## STATED EXERCISE
From the NULLs chapter excerpt below, list each "default" value that the second president table uses in place of a question mark, along with the meaning the text gives for it.

BEGIN SOURCE EXTRACT

# Chapter 13 – NULLs¶

Note

You are reading a digital copy of SQL-99 Complete, Really, a book that documents the SQL-99 standard.

For more information specific to CrateDB, check out the CrateDB Reference.

“The problem isn’t what they don’t know. It’s what they do know that ain’t *so.”

– Ronald Reagan

Suppose we make a list of US presidents from memory:

 YEAR OF ELECTION NAME ? Fillmore 1860 Lincoln ? Johnson 1880 ? 1952 Eisenhower 1980 Reagan

We have no idea when Fillmore was elected. We know that somebody was elected in 1880 (Americans hold elections every four years), but we can’t remember who. As for Johnson (the Andrew, not the Lyndon) he wasn’t elected; he just took over for a while after Lincoln’s assassination. Now let’s “query” this list:

• How many presidents are there? Either 5 or 6 (it depends, maybe the guy elected in 1880 was Fillmore).

• Is Lincoln the first president? Probably. The best answer would be “yes”.

• Was Eisenhower elected in 1880? Probably not. But suppose he was elected once

• in 1880 and then again in 1952? Our list doesn’t tell us.

At this point, you might be thinking that we have a bad “database”. But technically we don’t: none of the data is “bad”. This is what a bad database looks like:

 YEAR OF ELECTION NAME 0000 Fillmore 1860 Lincoln 9999 Johnson 1880 (unknown) 1952 Eisenhower 1980 Reagan

Here, where we previously had question marks, we’ve filled in some “default” values: 0000 means “don’t know”, 9999 means “not applicable”, (unknown) means “don’t know”. Now if we query our list, we get some certain answers:

• How many presidents are there? Obviously 6.

• Is Lincoln the first president? No – Fillmore’s date (0000) is less than Lincoln’s (1860).

END SOURCE EXTRACT
BEGIN DATA SUPPLIED

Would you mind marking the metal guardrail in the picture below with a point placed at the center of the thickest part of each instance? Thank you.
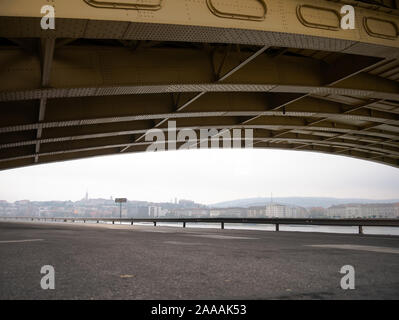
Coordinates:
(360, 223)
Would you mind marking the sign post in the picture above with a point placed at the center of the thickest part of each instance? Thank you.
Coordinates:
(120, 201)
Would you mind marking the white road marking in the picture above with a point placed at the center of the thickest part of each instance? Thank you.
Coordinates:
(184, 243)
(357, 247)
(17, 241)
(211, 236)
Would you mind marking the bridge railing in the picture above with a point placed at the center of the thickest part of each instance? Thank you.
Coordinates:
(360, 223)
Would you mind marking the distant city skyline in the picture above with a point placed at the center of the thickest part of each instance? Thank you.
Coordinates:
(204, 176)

END DATA SUPPLIED
BEGIN DATA SUPPLIED

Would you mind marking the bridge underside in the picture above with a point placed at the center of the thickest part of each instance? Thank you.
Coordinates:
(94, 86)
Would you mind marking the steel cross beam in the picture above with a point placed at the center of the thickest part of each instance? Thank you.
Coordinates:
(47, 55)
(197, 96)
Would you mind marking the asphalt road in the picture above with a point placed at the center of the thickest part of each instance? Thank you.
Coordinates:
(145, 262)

END DATA SUPPLIED
BEGIN DATA SUPPLIED

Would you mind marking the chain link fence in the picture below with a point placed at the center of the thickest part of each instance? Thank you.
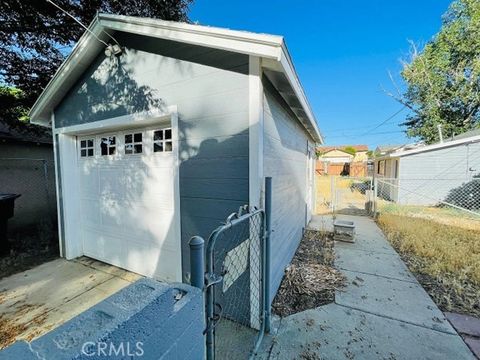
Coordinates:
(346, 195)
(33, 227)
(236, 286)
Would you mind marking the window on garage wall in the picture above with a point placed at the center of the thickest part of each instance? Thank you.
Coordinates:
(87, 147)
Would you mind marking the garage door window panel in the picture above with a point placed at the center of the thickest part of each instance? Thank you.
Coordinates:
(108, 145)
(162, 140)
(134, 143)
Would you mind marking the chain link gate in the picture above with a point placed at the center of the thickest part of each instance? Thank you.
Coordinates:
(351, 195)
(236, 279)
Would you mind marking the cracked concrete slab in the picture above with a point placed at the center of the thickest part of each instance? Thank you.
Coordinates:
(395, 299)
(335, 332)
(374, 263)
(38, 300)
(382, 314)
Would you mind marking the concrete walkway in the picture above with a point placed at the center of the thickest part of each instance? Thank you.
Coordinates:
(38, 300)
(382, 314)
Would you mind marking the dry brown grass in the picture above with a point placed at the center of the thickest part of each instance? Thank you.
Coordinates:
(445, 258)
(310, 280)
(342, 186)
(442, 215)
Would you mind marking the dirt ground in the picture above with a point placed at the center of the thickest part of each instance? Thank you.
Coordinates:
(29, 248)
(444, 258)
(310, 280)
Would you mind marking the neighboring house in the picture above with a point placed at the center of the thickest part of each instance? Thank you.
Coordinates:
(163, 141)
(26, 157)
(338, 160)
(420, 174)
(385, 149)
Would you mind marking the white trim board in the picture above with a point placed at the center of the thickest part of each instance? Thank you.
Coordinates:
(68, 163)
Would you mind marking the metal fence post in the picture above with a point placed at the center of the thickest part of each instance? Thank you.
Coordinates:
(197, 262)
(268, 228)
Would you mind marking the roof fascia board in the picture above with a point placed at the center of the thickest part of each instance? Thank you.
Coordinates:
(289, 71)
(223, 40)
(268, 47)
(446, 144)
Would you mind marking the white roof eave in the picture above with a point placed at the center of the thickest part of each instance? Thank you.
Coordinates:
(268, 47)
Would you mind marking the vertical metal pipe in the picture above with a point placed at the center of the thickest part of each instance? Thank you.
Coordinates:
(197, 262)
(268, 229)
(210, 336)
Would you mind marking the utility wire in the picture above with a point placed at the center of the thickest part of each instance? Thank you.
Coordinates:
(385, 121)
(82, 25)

END DATA SUPPLIED

## RESPONSE TO THE EXERCISE
- 0000: "don't know"
- 9999: "not applicable"
- (unknown): "don't know"